→ Problem
Copy the rows below, replacing every occurrence of "pointing routine" with "locator tool" and leaving everything else as it is.
◆ ◆ ◆ ◆
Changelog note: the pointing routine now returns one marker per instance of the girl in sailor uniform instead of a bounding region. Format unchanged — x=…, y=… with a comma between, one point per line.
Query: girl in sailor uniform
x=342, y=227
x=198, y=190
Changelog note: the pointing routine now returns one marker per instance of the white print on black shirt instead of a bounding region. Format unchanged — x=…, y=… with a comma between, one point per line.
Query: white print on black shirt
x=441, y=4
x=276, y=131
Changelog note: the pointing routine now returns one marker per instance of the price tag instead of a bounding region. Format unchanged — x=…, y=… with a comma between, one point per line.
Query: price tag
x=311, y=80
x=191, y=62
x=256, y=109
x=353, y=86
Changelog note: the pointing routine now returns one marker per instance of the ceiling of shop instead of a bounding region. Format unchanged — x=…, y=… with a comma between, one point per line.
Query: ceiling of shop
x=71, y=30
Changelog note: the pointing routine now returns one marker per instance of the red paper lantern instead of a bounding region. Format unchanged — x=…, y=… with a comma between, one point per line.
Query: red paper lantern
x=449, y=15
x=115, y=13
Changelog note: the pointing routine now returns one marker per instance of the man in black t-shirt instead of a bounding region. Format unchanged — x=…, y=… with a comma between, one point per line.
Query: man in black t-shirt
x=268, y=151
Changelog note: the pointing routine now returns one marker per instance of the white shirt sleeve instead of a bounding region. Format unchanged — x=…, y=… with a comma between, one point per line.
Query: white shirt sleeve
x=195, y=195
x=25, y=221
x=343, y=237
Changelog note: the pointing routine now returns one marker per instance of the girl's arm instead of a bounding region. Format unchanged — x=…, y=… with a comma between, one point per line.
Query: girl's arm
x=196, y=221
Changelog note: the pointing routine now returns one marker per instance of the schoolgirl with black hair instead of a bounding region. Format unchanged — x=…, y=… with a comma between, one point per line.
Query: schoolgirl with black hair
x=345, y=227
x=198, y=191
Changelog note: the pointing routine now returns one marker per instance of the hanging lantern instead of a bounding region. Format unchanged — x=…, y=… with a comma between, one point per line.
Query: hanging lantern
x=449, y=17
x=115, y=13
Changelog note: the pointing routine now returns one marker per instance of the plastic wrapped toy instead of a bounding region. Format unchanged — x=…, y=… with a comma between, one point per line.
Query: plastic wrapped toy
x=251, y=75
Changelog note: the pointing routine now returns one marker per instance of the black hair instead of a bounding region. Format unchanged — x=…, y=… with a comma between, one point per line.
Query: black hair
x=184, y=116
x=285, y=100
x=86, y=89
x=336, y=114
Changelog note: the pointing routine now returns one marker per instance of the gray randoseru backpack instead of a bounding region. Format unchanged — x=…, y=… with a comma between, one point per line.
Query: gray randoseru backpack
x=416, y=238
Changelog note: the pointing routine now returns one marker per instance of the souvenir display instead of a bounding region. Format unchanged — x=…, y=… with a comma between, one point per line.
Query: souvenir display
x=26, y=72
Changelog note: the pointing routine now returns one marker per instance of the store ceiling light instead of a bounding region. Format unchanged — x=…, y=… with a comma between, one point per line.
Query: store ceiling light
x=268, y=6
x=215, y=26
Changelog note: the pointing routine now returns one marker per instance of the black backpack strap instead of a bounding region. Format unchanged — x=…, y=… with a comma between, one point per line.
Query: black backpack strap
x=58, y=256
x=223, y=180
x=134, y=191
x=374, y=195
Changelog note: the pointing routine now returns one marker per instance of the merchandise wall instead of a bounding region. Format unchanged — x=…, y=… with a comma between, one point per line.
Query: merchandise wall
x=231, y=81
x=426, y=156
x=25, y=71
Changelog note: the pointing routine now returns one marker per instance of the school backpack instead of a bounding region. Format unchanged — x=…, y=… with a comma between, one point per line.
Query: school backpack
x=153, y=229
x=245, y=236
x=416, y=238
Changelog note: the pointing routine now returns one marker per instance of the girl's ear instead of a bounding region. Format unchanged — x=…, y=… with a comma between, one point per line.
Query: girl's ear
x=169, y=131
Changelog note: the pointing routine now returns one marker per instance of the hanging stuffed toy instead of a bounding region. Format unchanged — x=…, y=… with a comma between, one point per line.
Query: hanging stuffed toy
◆ ◆ ◆ ◆
→ Answer for this exercise
Changelog note: the locator tool now returns one marker per instance of the girl in sailor uniform instead of a bounding region. Format unchanged — x=…, y=… with a comma between, one point per line.
Query: girl in sailor uniform
x=342, y=227
x=198, y=190
Changelog note: the locator tool now returns one marker per instance of the white print on black shirt instead of a bounding region. Format unchanged — x=…, y=… with a comma between, one point per line.
Query: white print on black shirt
x=441, y=4
x=276, y=131
Changelog note: the locator tool now returns one marker per instance of the price tag instead of a bounding region. Format unchanged — x=…, y=… with a comma between, one point per line.
Query: price tag
x=311, y=80
x=191, y=62
x=256, y=109
x=353, y=86
Changelog note: the locator tool now returns one marker per instance of the ceiling of shop instead of a bounding region. Format unchanged — x=…, y=… with a comma between, one point per line.
Query: ceiling of shop
x=71, y=30
Changelog note: the locator tool now returns one marker per instance of the red paper lantern instead of a bounding region. Format unchanged — x=…, y=… with a comma between, one point per line.
Query: red paper lantern
x=449, y=15
x=115, y=13
Changelog note: the locator tool now returns one marker per instance of the man in black t-shirt instead of a bounding region. Format unchanged — x=…, y=… with a comma between, one point per line.
Query: man in black t-shirt
x=268, y=151
Changelog note: the locator tool now returns one marker per instance of the white shirt sleeve instead of a bounding region. Format unchanged — x=…, y=… with a comma between, one point per line.
Query: white shirt sleeve
x=195, y=195
x=25, y=221
x=343, y=237
Changelog note: the locator tool now returns one marker per instance of the girl's arm instead of a bounding region. Format unchanged — x=…, y=… with a comma between, one point per line.
Query: girl's arm
x=196, y=221
Changelog note: the locator tool now returns one marker per instance of the schoolgirl with black hair instead of a bounding region. Format unchanged — x=…, y=… with a comma between, one point per line.
Query: schoolgirl with black hair
x=345, y=227
x=198, y=191
Changelog note: the locator tool now returns one marker per instance of the hanging lantern instead of a bounding region. Format unchanged — x=…, y=… with a comma between, one point per line.
Query: hanging lantern
x=449, y=17
x=115, y=13
Changelog note: the locator tool now returns one marker per instance of the plastic wrapped toy instead of a bounding region. Format unchanged — x=…, y=… with a comma between, one point per line.
Query: plastic wrapped toy
x=251, y=75
Changelog note: the locator tool now returns one marker per instance of the black hair instead of a bounding region. Format unchanged — x=…, y=… with a comma between, one point per line.
Query: black hair
x=184, y=116
x=285, y=100
x=86, y=89
x=336, y=114
Changelog note: the locator tool now returns one marker per instance of the gray randoseru backpack instead of a bounding region. Format unchanged — x=…, y=… with a comma between, one point per line.
Query: gray randoseru backpack
x=416, y=238
Changelog note: the locator tool now returns one marker per instance of the souvenir display instead of a bounding region. Format unchanged — x=…, y=… with a comma between, one point per line.
Query: souvenir display
x=26, y=72
Changelog note: the locator tool now returns one marker per instance of the store ceiling light instead of a bounding region. Format unchanged — x=…, y=… with a comma between, one point per line.
Query: store ceiling light
x=268, y=6
x=215, y=26
Changelog note: the locator tool now returns one marker per instance of the black backpack strap instead of a bounding region. Format unchanged — x=…, y=… with a comma between, one point per line.
Query: black backpack strap
x=58, y=256
x=223, y=180
x=134, y=191
x=374, y=195
Changelog note: the locator tool now returns one marker per instance of the merchandise wall instead of a bounding region. Format unchanged — x=…, y=… with a comma between, one point per line.
Query: merchandise wall
x=231, y=81
x=426, y=156
x=25, y=71
Changelog note: the locator tool now returns one marker per instance of the school backpack instead of a bounding region. Format unchanged — x=…, y=… with a comma between, one point per line.
Query: school backpack
x=153, y=229
x=245, y=236
x=416, y=238
Changelog note: the locator tool now returns one marker per instance of the girl's ear instead of a bounding region. Format unchanged — x=…, y=… with a comma between, one point per line.
Query: girl's ear
x=169, y=131
Changelog note: the locator tool now returns one marker per instance of the hanging stuffed toy instead of a bounding region. Format unchanged — x=…, y=… with a comma between, one point per line.
Query: hanging stuffed toy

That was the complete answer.